(begin)

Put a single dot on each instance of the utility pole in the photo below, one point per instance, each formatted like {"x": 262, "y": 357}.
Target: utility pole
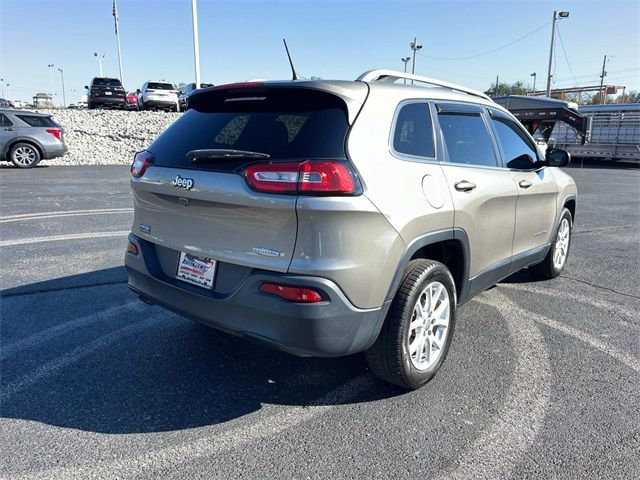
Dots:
{"x": 414, "y": 47}
{"x": 602, "y": 75}
{"x": 405, "y": 60}
{"x": 196, "y": 43}
{"x": 534, "y": 75}
{"x": 64, "y": 98}
{"x": 51, "y": 65}
{"x": 556, "y": 16}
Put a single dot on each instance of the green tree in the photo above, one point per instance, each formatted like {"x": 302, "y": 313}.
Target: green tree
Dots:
{"x": 517, "y": 88}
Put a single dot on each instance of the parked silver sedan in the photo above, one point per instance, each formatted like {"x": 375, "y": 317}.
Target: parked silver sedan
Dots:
{"x": 27, "y": 137}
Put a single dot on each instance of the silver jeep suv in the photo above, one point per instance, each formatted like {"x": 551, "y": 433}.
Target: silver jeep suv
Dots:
{"x": 333, "y": 217}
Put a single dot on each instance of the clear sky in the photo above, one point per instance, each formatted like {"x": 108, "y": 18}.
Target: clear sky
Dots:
{"x": 240, "y": 40}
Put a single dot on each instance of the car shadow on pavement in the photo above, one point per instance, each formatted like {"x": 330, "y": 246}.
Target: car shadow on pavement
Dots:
{"x": 170, "y": 374}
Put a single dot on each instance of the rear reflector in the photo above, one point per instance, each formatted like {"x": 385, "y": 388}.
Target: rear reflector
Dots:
{"x": 132, "y": 248}
{"x": 326, "y": 177}
{"x": 141, "y": 162}
{"x": 56, "y": 132}
{"x": 292, "y": 294}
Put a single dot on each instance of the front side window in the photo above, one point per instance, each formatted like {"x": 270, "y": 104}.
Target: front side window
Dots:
{"x": 466, "y": 139}
{"x": 516, "y": 148}
{"x": 413, "y": 133}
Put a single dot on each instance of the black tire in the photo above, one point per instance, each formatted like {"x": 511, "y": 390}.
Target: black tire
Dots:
{"x": 24, "y": 155}
{"x": 547, "y": 269}
{"x": 389, "y": 357}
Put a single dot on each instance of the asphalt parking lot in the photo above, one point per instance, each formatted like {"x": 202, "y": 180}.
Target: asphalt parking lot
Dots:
{"x": 542, "y": 381}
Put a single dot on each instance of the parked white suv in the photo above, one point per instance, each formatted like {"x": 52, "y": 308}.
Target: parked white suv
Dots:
{"x": 157, "y": 96}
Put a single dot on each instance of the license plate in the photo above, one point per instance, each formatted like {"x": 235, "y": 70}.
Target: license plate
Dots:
{"x": 196, "y": 270}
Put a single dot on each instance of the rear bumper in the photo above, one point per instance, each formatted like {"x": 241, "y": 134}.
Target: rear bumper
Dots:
{"x": 330, "y": 328}
{"x": 162, "y": 103}
{"x": 50, "y": 152}
{"x": 108, "y": 101}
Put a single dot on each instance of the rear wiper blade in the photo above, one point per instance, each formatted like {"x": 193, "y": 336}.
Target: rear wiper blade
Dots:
{"x": 222, "y": 153}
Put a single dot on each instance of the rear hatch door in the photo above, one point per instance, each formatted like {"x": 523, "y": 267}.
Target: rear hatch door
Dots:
{"x": 205, "y": 206}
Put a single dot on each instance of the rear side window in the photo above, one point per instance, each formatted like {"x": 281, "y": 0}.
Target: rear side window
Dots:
{"x": 516, "y": 147}
{"x": 160, "y": 86}
{"x": 37, "y": 121}
{"x": 285, "y": 124}
{"x": 413, "y": 133}
{"x": 106, "y": 82}
{"x": 466, "y": 139}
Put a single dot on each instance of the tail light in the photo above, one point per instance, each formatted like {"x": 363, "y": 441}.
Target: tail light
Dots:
{"x": 292, "y": 294}
{"x": 56, "y": 132}
{"x": 325, "y": 177}
{"x": 141, "y": 162}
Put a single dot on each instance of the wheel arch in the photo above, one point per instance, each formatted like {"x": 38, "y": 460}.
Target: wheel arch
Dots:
{"x": 28, "y": 140}
{"x": 450, "y": 247}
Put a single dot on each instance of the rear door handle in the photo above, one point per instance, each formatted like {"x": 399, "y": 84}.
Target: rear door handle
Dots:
{"x": 464, "y": 186}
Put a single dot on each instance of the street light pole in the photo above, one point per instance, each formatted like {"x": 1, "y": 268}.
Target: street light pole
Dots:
{"x": 556, "y": 17}
{"x": 51, "y": 65}
{"x": 196, "y": 43}
{"x": 534, "y": 75}
{"x": 602, "y": 75}
{"x": 414, "y": 47}
{"x": 405, "y": 60}
{"x": 64, "y": 98}
{"x": 100, "y": 58}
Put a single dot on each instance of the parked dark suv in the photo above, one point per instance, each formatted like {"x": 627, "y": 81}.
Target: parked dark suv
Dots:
{"x": 105, "y": 92}
{"x": 183, "y": 96}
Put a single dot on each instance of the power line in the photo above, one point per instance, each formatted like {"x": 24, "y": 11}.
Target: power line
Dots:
{"x": 565, "y": 54}
{"x": 488, "y": 51}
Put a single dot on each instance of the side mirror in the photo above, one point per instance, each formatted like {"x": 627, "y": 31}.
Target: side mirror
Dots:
{"x": 557, "y": 157}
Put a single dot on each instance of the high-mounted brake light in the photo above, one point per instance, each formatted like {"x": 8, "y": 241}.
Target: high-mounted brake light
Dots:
{"x": 141, "y": 162}
{"x": 292, "y": 294}
{"x": 240, "y": 85}
{"x": 325, "y": 177}
{"x": 56, "y": 132}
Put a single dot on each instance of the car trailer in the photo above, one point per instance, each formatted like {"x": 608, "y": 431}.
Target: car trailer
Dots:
{"x": 589, "y": 131}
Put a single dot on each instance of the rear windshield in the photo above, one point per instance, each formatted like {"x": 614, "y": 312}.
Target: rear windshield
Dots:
{"x": 285, "y": 124}
{"x": 37, "y": 121}
{"x": 160, "y": 86}
{"x": 106, "y": 82}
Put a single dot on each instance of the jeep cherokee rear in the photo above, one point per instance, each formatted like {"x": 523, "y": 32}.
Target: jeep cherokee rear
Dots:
{"x": 328, "y": 218}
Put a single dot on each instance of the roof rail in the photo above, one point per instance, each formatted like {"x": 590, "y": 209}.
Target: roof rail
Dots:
{"x": 390, "y": 76}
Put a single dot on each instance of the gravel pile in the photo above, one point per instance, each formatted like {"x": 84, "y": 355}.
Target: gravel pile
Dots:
{"x": 107, "y": 137}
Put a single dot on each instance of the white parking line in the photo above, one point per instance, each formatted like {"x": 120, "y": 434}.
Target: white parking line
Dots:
{"x": 57, "y": 238}
{"x": 266, "y": 427}
{"x": 63, "y": 213}
{"x": 630, "y": 361}
{"x": 62, "y": 328}
{"x": 499, "y": 448}
{"x": 593, "y": 301}
{"x": 50, "y": 368}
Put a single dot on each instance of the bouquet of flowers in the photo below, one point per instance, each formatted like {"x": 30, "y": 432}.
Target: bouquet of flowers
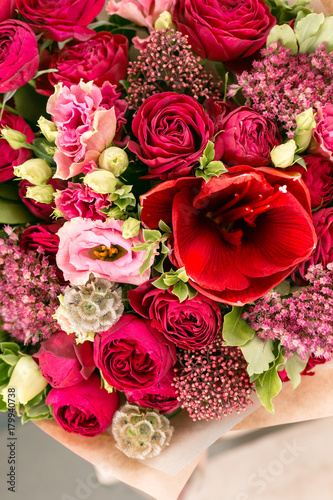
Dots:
{"x": 167, "y": 209}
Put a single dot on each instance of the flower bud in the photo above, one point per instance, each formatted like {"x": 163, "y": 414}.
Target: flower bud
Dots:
{"x": 114, "y": 159}
{"x": 101, "y": 181}
{"x": 283, "y": 155}
{"x": 130, "y": 228}
{"x": 40, "y": 194}
{"x": 36, "y": 171}
{"x": 26, "y": 379}
{"x": 15, "y": 139}
{"x": 48, "y": 129}
{"x": 164, "y": 21}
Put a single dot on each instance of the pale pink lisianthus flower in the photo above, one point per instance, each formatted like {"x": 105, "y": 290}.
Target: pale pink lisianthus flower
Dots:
{"x": 81, "y": 252}
{"x": 86, "y": 124}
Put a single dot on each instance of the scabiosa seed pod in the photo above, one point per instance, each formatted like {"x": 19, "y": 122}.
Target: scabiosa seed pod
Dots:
{"x": 95, "y": 306}
{"x": 140, "y": 432}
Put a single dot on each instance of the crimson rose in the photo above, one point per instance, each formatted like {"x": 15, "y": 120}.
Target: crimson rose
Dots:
{"x": 224, "y": 30}
{"x": 85, "y": 408}
{"x": 132, "y": 354}
{"x": 238, "y": 235}
{"x": 173, "y": 131}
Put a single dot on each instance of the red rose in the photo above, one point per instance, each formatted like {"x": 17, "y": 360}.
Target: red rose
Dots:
{"x": 85, "y": 408}
{"x": 246, "y": 137}
{"x": 19, "y": 57}
{"x": 64, "y": 363}
{"x": 191, "y": 324}
{"x": 223, "y": 30}
{"x": 104, "y": 57}
{"x": 10, "y": 157}
{"x": 132, "y": 354}
{"x": 173, "y": 131}
{"x": 238, "y": 235}
{"x": 62, "y": 19}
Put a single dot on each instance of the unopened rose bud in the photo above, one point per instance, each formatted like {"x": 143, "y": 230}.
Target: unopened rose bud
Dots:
{"x": 114, "y": 160}
{"x": 25, "y": 382}
{"x": 36, "y": 171}
{"x": 48, "y": 129}
{"x": 15, "y": 139}
{"x": 283, "y": 156}
{"x": 101, "y": 181}
{"x": 40, "y": 194}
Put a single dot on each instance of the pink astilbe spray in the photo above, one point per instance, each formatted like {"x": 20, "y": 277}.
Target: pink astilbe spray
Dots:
{"x": 282, "y": 85}
{"x": 28, "y": 292}
{"x": 303, "y": 322}
{"x": 213, "y": 382}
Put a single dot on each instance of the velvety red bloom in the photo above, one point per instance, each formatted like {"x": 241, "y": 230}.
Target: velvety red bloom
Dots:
{"x": 64, "y": 363}
{"x": 10, "y": 157}
{"x": 238, "y": 235}
{"x": 173, "y": 131}
{"x": 85, "y": 408}
{"x": 190, "y": 324}
{"x": 222, "y": 30}
{"x": 133, "y": 354}
{"x": 62, "y": 19}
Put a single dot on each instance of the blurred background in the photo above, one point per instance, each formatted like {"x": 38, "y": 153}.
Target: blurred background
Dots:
{"x": 289, "y": 462}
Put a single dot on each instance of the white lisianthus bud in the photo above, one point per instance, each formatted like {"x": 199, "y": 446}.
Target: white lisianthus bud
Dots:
{"x": 114, "y": 160}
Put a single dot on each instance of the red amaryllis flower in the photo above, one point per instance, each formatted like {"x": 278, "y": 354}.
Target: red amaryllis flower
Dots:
{"x": 238, "y": 235}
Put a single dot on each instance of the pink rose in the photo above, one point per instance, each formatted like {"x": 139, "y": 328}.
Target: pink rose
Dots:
{"x": 86, "y": 124}
{"x": 161, "y": 397}
{"x": 19, "y": 57}
{"x": 172, "y": 131}
{"x": 62, "y": 19}
{"x": 10, "y": 157}
{"x": 64, "y": 363}
{"x": 81, "y": 253}
{"x": 79, "y": 200}
{"x": 85, "y": 408}
{"x": 104, "y": 57}
{"x": 222, "y": 30}
{"x": 191, "y": 324}
{"x": 140, "y": 12}
{"x": 246, "y": 138}
{"x": 133, "y": 355}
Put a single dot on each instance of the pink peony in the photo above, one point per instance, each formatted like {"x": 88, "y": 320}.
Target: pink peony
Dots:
{"x": 81, "y": 253}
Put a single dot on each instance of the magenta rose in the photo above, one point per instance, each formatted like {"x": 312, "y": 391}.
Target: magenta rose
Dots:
{"x": 224, "y": 30}
{"x": 85, "y": 408}
{"x": 161, "y": 397}
{"x": 61, "y": 19}
{"x": 104, "y": 57}
{"x": 19, "y": 57}
{"x": 79, "y": 200}
{"x": 82, "y": 251}
{"x": 64, "y": 363}
{"x": 10, "y": 157}
{"x": 246, "y": 138}
{"x": 191, "y": 324}
{"x": 133, "y": 354}
{"x": 173, "y": 131}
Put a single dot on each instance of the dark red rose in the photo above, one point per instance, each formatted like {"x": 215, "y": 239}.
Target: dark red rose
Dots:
{"x": 246, "y": 137}
{"x": 85, "y": 408}
{"x": 238, "y": 235}
{"x": 161, "y": 397}
{"x": 104, "y": 57}
{"x": 133, "y": 354}
{"x": 10, "y": 157}
{"x": 224, "y": 30}
{"x": 173, "y": 131}
{"x": 61, "y": 19}
{"x": 64, "y": 363}
{"x": 191, "y": 324}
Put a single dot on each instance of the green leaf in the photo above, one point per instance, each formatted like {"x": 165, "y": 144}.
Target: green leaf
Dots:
{"x": 236, "y": 331}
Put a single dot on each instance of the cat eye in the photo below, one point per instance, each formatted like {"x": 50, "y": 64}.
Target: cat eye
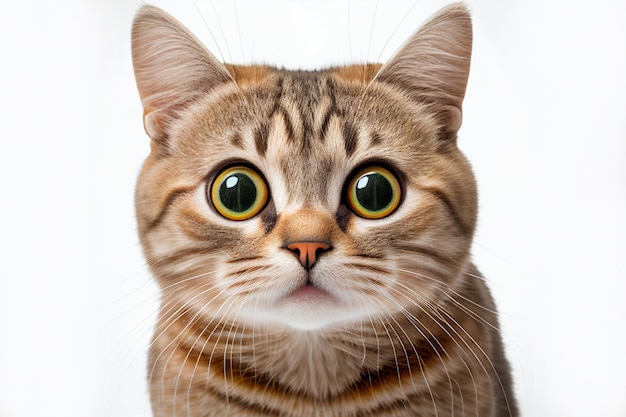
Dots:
{"x": 373, "y": 193}
{"x": 239, "y": 193}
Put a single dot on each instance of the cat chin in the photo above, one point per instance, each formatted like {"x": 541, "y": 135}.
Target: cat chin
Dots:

(end)

• **STATED PROBLEM**
From the line containing "Put a single dot on each instance of the pink peony" through the last line of the records, both included, output those lines exactly and nothing else; skip the pictures.

• **WRITTEN ANSWER**
Put a single dot on each instance of the pink peony in the photo above, one point per instance, each formatted like {"x": 88, "y": 320}.
Target: pink peony
Dots:
{"x": 81, "y": 253}
Put a single dot on each instance of the magenta rose in the photo above, one point per instance, each formatted like {"x": 312, "y": 391}.
Target: magenta rose
Dots:
{"x": 224, "y": 30}
{"x": 85, "y": 408}
{"x": 161, "y": 397}
{"x": 61, "y": 19}
{"x": 104, "y": 57}
{"x": 19, "y": 57}
{"x": 79, "y": 200}
{"x": 82, "y": 251}
{"x": 64, "y": 363}
{"x": 10, "y": 157}
{"x": 246, "y": 138}
{"x": 191, "y": 324}
{"x": 133, "y": 354}
{"x": 173, "y": 131}
Put a single dot on each instance of the dark red rose in the photo above, one point per instance, each formatted like {"x": 215, "y": 239}.
Target: dark red rose
Dots:
{"x": 246, "y": 137}
{"x": 85, "y": 408}
{"x": 238, "y": 235}
{"x": 161, "y": 397}
{"x": 104, "y": 57}
{"x": 133, "y": 354}
{"x": 10, "y": 157}
{"x": 224, "y": 30}
{"x": 173, "y": 131}
{"x": 61, "y": 19}
{"x": 64, "y": 363}
{"x": 191, "y": 324}
Put a single dot on each instance of the green leaf in the photo above, one point per instance, each formatted like {"x": 165, "y": 144}.
Target: green leaf
Dots:
{"x": 236, "y": 331}
Put a single dot on each instance of the cat eye in the photo below, one point per instance, each formatted like {"x": 50, "y": 64}.
Target: cat eye
Dots:
{"x": 373, "y": 193}
{"x": 239, "y": 193}
Put a single dot on each instance of the cat chin in the photo above, one point per instance, each formatted like {"x": 541, "y": 135}.
Target: cat chin
Dots:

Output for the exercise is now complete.